Extract:
In case you haven't heard from the endless Instagram ads, texts from your local political parties, and overall tension in the air, there's an election in November.

Vote signs are plastered all over Penn’s campus, while ads for Biden and Trump play between YouTube videos and on Instagram. This is going to be a very atypical election.

This year, there’s a new barrier to voting: COVID–19.

While the peak of pandemic media coverage occurred back in April, the pandemic itself is still prominent in the United States. To date, the U.S. has hit a total case number of 7.5 million with 210,000 deaths. For good reason, a lot of U.S. citizens are terrified to go out and vote in person, even with proper social distancing and mask usage. Coupled with the recent news that America's own commander–in–chief has acquired the illness, fear plagues households.

That raises a new question: how do people vote?

Personally, I haven’t looked enough into voting this November, and I feel a bit guilty for that. Schoolwork and midterms have been overwhelming, and I've always just assumed that I'm going to vote without actually thinking about it logistically. I’m aware of mail–in voting, but I never really researched it until now. To vote this election, you can either register online, via mail, or in person. Registration closes on October 19th, so if you haven’t yet, it'd be a great idea to look into your options quickly. 

You can find the online registration site for Pennsylvania here. Afterwards, there are two main methods that have been discussed for voting this election: mail–in voting and in–person voting. Voting n person requires going to a local voting site, found here. On the other hand, mail–in ballots are sent to your address, so you can mail them in. Fortunately, with COVID, a lot of states have changed requirements so that anyone can request a mail–in ballot. Once again, watch deadlines, because requests are due October 27th in Pennsylvania.

Data excerpts:
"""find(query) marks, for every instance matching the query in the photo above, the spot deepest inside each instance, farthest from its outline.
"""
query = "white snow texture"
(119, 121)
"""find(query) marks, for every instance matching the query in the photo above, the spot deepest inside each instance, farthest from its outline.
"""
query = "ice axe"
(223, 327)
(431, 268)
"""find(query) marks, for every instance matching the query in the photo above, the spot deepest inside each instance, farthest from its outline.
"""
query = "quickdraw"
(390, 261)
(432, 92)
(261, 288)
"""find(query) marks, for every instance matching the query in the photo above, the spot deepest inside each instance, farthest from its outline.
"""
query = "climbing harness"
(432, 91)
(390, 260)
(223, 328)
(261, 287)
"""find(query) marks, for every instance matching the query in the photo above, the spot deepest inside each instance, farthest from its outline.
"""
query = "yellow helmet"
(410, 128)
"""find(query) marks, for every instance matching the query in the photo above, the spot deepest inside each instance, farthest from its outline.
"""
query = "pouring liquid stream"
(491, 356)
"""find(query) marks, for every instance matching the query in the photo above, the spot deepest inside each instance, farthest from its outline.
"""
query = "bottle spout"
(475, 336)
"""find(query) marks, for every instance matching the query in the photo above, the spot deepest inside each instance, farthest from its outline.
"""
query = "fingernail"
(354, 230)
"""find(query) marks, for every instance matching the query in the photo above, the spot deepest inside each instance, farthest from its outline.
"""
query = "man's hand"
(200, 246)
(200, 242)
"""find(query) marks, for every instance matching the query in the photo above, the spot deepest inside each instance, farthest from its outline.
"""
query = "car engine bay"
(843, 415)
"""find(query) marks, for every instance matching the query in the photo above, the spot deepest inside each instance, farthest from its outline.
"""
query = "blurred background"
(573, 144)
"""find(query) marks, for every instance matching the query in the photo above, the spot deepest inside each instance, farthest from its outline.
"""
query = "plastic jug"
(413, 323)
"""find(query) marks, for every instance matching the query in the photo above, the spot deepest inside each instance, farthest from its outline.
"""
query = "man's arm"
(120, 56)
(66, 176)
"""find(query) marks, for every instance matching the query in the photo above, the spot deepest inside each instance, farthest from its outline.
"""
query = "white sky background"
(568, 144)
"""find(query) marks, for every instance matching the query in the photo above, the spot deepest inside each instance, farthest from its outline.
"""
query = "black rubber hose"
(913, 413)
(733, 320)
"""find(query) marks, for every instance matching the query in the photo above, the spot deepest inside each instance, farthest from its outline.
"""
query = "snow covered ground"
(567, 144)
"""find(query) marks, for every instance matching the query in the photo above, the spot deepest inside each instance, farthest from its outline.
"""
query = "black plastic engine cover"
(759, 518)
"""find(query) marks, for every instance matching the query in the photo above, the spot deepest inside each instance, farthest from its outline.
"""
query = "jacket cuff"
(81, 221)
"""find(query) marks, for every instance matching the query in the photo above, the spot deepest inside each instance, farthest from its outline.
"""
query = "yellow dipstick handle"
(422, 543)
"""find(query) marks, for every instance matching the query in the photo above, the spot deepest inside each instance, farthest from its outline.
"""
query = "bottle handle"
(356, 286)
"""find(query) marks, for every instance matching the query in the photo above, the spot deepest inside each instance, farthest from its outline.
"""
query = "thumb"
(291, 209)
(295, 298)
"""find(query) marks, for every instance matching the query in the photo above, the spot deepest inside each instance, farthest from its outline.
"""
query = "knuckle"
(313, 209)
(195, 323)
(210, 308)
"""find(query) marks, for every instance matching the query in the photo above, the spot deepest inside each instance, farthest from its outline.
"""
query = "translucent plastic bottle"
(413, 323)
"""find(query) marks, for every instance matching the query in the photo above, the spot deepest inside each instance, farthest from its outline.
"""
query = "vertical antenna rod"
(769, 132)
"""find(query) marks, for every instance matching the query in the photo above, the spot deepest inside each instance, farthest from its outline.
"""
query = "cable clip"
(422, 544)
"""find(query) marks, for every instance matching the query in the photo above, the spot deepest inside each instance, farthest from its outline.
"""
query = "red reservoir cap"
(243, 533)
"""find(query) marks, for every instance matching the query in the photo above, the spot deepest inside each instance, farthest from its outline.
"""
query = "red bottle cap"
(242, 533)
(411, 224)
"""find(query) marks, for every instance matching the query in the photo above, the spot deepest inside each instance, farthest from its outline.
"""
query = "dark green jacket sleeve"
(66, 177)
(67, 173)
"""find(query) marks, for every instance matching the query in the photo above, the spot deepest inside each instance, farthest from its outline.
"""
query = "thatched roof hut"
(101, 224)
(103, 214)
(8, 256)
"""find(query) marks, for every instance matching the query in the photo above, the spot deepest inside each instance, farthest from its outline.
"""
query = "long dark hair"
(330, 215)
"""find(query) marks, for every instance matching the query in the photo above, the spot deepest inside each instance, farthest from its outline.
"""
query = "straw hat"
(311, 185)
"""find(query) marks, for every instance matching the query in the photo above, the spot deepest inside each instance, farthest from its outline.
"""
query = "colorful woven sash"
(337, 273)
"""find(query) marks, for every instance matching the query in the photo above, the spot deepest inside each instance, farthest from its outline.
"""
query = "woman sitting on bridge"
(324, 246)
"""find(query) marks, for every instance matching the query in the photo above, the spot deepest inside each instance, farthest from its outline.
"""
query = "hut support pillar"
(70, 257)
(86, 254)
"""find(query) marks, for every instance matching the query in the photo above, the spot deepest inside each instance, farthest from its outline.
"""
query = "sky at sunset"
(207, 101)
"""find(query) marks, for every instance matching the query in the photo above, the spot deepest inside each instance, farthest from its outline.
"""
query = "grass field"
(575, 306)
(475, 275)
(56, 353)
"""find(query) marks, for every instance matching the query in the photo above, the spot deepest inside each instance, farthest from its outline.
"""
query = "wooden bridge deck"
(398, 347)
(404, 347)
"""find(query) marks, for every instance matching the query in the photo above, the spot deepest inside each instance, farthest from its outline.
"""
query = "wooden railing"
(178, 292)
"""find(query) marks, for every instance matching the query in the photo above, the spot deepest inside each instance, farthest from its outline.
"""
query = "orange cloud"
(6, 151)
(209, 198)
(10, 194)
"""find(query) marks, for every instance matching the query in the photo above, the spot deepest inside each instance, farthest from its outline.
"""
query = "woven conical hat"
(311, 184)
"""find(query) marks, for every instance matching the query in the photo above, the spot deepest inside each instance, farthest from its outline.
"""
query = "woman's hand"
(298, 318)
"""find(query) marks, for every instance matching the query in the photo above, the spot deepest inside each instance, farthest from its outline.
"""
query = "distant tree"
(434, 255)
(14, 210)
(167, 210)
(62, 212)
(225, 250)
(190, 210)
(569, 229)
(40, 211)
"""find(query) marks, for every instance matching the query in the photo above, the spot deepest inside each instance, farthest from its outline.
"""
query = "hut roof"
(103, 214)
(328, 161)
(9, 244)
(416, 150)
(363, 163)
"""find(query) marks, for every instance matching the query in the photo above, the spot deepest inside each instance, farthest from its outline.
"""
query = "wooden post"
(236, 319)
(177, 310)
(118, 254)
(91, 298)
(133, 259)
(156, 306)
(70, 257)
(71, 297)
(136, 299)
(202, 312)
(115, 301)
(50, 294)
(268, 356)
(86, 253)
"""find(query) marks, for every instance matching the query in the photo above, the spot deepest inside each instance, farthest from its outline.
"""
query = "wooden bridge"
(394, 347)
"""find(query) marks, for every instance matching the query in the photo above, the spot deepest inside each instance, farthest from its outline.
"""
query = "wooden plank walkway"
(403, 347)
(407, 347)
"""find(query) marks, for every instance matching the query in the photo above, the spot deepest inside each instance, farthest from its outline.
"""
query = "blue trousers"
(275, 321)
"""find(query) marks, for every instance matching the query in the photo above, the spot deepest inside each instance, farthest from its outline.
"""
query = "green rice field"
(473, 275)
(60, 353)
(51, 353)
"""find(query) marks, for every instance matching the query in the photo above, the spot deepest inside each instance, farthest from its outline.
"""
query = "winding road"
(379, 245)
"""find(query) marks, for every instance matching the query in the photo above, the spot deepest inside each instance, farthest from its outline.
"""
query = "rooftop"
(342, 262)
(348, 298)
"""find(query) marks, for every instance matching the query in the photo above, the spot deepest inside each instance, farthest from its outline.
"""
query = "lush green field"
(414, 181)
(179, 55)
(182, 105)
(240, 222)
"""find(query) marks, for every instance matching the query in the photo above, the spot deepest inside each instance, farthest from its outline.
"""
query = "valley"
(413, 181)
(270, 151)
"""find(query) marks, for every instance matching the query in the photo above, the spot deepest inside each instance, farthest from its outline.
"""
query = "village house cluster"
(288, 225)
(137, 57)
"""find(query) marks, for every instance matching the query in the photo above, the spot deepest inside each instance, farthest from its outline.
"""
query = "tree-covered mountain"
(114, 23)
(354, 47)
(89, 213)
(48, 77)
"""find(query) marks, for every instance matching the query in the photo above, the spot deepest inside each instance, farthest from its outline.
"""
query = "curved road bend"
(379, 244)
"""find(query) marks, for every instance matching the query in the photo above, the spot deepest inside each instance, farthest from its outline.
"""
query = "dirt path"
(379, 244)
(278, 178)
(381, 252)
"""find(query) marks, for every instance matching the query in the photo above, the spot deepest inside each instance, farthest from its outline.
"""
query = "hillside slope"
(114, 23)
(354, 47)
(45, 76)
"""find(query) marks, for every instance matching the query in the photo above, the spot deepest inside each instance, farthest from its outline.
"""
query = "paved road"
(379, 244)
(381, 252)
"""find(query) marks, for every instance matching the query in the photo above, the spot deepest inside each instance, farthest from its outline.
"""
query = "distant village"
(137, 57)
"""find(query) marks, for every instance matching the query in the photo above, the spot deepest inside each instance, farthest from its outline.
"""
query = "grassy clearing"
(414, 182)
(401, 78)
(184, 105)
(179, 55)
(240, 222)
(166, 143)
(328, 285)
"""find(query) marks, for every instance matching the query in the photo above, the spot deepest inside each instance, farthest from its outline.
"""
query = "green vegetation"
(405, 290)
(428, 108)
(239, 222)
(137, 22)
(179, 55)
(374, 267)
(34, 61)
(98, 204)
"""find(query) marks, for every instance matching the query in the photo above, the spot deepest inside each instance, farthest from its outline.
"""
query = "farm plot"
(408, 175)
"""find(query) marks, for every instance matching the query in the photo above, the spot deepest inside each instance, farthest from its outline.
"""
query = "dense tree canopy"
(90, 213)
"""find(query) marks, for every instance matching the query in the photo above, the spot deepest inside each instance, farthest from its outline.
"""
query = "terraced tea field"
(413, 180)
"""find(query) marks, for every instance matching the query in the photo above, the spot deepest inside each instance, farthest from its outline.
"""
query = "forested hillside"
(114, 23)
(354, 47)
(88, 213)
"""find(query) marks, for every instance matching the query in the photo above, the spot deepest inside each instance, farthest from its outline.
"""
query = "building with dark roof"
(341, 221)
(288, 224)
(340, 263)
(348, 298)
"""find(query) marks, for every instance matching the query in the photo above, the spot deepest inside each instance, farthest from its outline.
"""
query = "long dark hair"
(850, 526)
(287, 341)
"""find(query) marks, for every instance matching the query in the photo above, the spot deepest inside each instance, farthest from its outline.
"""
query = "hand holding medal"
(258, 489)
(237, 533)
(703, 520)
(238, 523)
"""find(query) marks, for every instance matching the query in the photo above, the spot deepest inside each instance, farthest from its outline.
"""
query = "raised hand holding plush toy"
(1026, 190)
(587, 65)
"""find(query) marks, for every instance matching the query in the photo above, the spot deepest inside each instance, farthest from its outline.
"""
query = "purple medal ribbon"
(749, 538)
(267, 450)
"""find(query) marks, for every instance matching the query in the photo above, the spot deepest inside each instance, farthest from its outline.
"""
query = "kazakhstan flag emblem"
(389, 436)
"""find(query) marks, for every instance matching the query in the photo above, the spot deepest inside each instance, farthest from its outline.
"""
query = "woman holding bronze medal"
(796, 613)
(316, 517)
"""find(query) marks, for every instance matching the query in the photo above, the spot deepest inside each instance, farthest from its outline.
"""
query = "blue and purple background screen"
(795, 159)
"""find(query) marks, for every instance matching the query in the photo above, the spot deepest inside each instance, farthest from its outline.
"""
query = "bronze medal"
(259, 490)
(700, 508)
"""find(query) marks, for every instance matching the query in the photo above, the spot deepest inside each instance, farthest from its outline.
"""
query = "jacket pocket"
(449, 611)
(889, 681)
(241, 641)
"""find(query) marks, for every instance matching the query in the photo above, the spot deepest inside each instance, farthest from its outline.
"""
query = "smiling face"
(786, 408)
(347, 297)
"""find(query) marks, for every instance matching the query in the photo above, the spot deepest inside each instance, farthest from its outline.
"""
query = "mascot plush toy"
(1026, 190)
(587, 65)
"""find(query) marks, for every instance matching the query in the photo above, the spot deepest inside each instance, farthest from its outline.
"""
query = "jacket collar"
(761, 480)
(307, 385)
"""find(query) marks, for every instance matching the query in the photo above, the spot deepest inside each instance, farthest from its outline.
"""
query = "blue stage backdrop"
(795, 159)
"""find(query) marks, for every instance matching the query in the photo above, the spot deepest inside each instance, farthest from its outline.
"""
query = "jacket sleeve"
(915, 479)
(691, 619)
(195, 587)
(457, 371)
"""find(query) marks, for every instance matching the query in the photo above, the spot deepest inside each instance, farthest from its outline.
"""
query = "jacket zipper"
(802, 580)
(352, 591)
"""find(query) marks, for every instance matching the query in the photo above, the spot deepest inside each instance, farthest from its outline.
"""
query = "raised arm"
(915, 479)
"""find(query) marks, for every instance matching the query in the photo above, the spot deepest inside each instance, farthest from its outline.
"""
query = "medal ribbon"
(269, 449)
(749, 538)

Tasks to complete:
(A) Do the following statements agree with the voting article? Answer yes or no for each, and quote the exact words from the voting article that decide it.
(i) Registration to vote closes on October 19th.
(ii) The U.S. has recorded 7.5 million deaths from COVID-19.
(iii) The writer had researched mail-in voting well before writing the voting article.
(B) Continue the voting article from where it stops.
The items are separate material.

Exercise responses:
(A)
(i) Yes: "Registration closes on October 19th"
(ii) No: "the U.S. has hit a total case number of 7.5 million with 210,000 deaths"
(iii) No: "I’m aware of mail–in voting, but I never really researched it until now"

(B)
This sounds easy enough, yet voting has been a controversial topic during the presidential and vice presidential debates this year.

If you watched the first presidential debate on Tuesday, September 29, you were probably a bit shocked by the unprofessionalism of it all. Beyond that, you may have heard voting come up as a topic of conversation. Biden prominently encouraged voters to utilize mail–in ballots as an alternative to going in person, whereas Trump argued that mail–in voting was corrupt and would lead to a fraudulent election. On top of that, there’s, of course, Trump’s infamous quote of the night, “Bad things happen in Philadelphia.”

In saying this, he was referring to the supposed poll watchers who were refused entrance into polling places. In actuality, the situation involved satellite offices, where voters usually request and turn in mail–in ballots, and the fact that Trump supporters, who were not certified poll watchers, were not allowed in.

Again, this just goes back to this point Trump keeps trying to make: that mail–in voting is bad shouldn’t be trusted.

There are definitely risks to mail–in voting. In the past, ballots have been thrown out for simply lacking signatures or being sent a bit past the deadline. It’s a bit riskier, in a sense, but at the same time, it’s necessary this election. Not all people are comfortable going out to vote. There are plenty of people, myself included, who live near or around high–risk individuals who cannot get COVID–19 without severe consequences. Taking away an option that can reduce this risk is harmful to a ton of passionate citizens.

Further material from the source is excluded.